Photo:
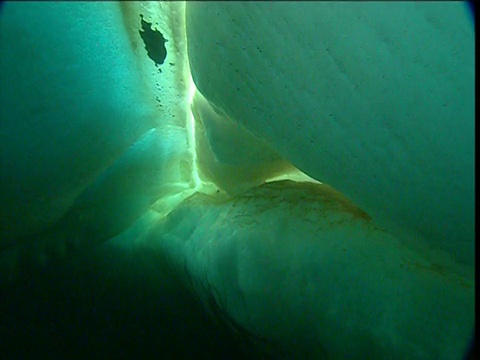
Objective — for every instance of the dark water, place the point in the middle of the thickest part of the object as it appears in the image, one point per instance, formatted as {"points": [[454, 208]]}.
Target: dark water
{"points": [[107, 305]]}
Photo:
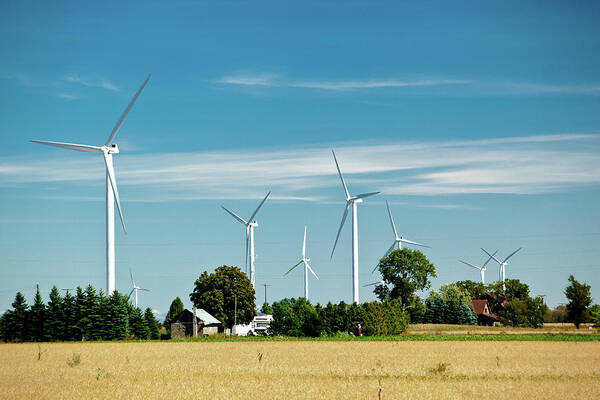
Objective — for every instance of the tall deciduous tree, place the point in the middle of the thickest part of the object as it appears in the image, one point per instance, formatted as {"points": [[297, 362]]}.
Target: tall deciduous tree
{"points": [[216, 294], [580, 299], [406, 271]]}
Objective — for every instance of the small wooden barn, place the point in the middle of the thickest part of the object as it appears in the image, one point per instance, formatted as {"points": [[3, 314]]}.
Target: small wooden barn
{"points": [[203, 324], [484, 314]]}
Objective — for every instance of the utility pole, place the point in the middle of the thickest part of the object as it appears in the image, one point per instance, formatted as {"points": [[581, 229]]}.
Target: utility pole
{"points": [[265, 285], [235, 312]]}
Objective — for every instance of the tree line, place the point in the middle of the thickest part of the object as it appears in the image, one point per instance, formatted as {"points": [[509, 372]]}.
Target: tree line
{"points": [[88, 315]]}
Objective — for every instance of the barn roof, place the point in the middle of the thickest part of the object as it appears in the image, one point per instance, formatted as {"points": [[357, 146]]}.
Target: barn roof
{"points": [[479, 307]]}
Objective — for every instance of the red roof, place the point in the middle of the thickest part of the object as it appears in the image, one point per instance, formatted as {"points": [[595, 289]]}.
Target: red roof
{"points": [[480, 307]]}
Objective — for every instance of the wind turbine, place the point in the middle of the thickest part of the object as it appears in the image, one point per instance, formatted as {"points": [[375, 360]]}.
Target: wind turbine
{"points": [[304, 260], [481, 269], [502, 264], [135, 288], [250, 225], [398, 239], [351, 201], [112, 194]]}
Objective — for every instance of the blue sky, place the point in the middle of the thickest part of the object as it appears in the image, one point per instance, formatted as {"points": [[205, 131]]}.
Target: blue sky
{"points": [[479, 123]]}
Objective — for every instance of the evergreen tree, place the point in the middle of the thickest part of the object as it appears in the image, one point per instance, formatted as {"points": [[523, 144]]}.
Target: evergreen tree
{"points": [[152, 324], [81, 316], [55, 320], [36, 318], [175, 309], [137, 325], [69, 313], [117, 324]]}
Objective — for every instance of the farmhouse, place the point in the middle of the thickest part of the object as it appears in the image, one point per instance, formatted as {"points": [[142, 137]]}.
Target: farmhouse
{"points": [[484, 315], [186, 325]]}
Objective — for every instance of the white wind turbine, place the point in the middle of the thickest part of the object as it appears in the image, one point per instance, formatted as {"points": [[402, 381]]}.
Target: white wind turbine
{"points": [[351, 201], [112, 194], [304, 260], [481, 269], [502, 264], [250, 225], [398, 240], [135, 287]]}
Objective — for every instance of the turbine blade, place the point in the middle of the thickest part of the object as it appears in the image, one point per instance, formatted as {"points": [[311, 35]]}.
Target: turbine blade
{"points": [[391, 219], [234, 215], [470, 265], [290, 270], [415, 243], [70, 146], [131, 275], [310, 269], [340, 229], [489, 259], [341, 177], [512, 254], [258, 208], [304, 244], [363, 195], [495, 259], [124, 115], [111, 175]]}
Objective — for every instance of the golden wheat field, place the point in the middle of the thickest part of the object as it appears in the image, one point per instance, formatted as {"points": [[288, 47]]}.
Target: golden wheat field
{"points": [[282, 370]]}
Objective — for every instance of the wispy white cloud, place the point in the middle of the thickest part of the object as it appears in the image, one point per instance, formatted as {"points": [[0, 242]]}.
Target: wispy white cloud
{"points": [[102, 83], [518, 165], [461, 86], [276, 81], [68, 96]]}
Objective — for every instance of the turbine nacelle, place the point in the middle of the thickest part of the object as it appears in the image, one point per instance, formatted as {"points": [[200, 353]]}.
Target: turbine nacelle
{"points": [[111, 149]]}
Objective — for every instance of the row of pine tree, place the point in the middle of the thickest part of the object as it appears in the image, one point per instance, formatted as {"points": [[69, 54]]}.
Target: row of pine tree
{"points": [[88, 315]]}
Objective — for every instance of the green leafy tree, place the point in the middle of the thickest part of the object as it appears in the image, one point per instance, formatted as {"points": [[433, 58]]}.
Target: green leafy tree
{"points": [[175, 309], [453, 297], [37, 315], [216, 294], [266, 309], [152, 324], [55, 319], [580, 299], [466, 316], [476, 290], [406, 271], [137, 325], [436, 309]]}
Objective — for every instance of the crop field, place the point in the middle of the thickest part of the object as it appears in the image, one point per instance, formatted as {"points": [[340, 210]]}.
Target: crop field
{"points": [[301, 369]]}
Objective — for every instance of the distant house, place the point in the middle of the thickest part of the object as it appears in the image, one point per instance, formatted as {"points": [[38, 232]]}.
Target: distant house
{"points": [[183, 324], [484, 314]]}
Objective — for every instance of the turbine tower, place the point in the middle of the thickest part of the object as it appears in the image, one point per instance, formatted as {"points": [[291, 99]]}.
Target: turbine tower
{"points": [[304, 260], [135, 288], [112, 194], [351, 201], [481, 269], [502, 264], [250, 225], [398, 240]]}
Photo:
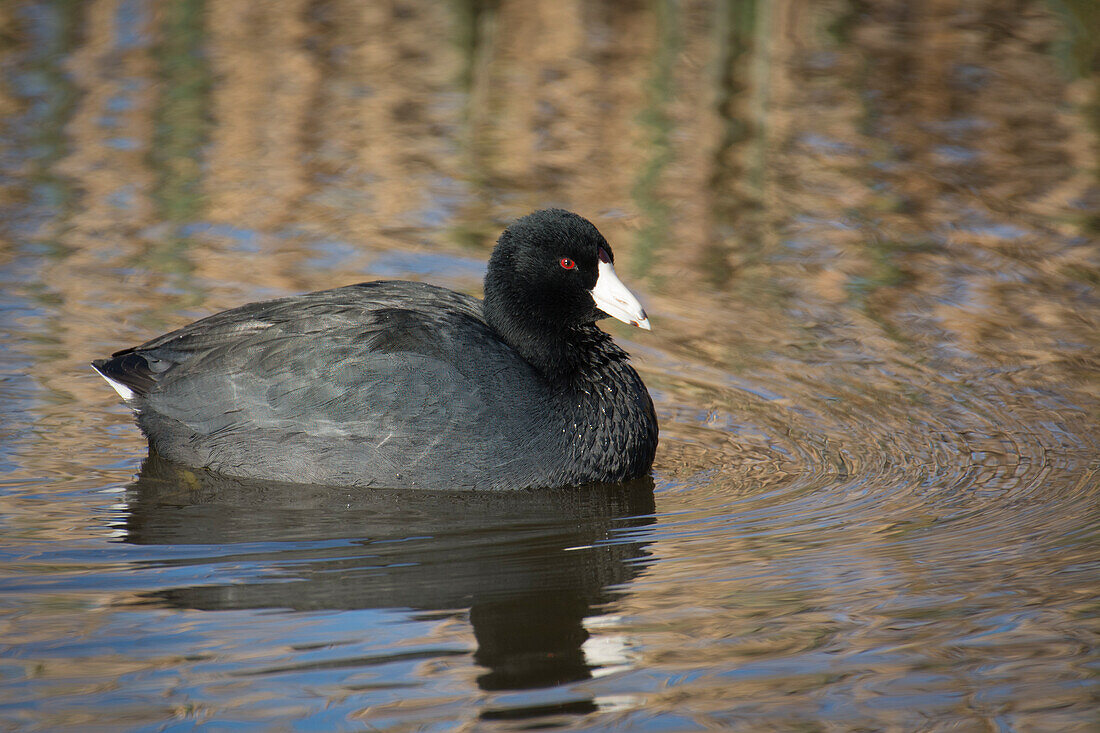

• **TASK STATEMENT**: The lines above, starting at the one with "Target: wind turbine" and ending at the one with "Objective — for every instance of the farmhouse, place", are the only ones to return, exactly as written.

• **ANSWER FOR THE TASK**:
Target: wind turbine
{"points": [[304, 260], [481, 269], [502, 264], [135, 288], [250, 225], [398, 239], [351, 201], [112, 194]]}
Objective — for every instance of the blue sky, place the point in the middle of the thickest part of the object as it appears in the image, one point per instance, formatted as {"points": [[205, 131]]}.
Target: blue sky
{"points": [[479, 123]]}
Objective — for every instance of the evergreen tree, place the point in the middle of the thickest part of the object as it appears in the image, one point per instance, formatted as {"points": [[523, 144]]}.
Target: evergreen tree
{"points": [[152, 324], [81, 316], [55, 320], [36, 318], [175, 309], [137, 325], [69, 313], [117, 324]]}
Objective — for every instance of the farmhouse, place the point in the middle of the thickest part of the object as it appears in the image, one point per instance, formatted as {"points": [[142, 137]]}.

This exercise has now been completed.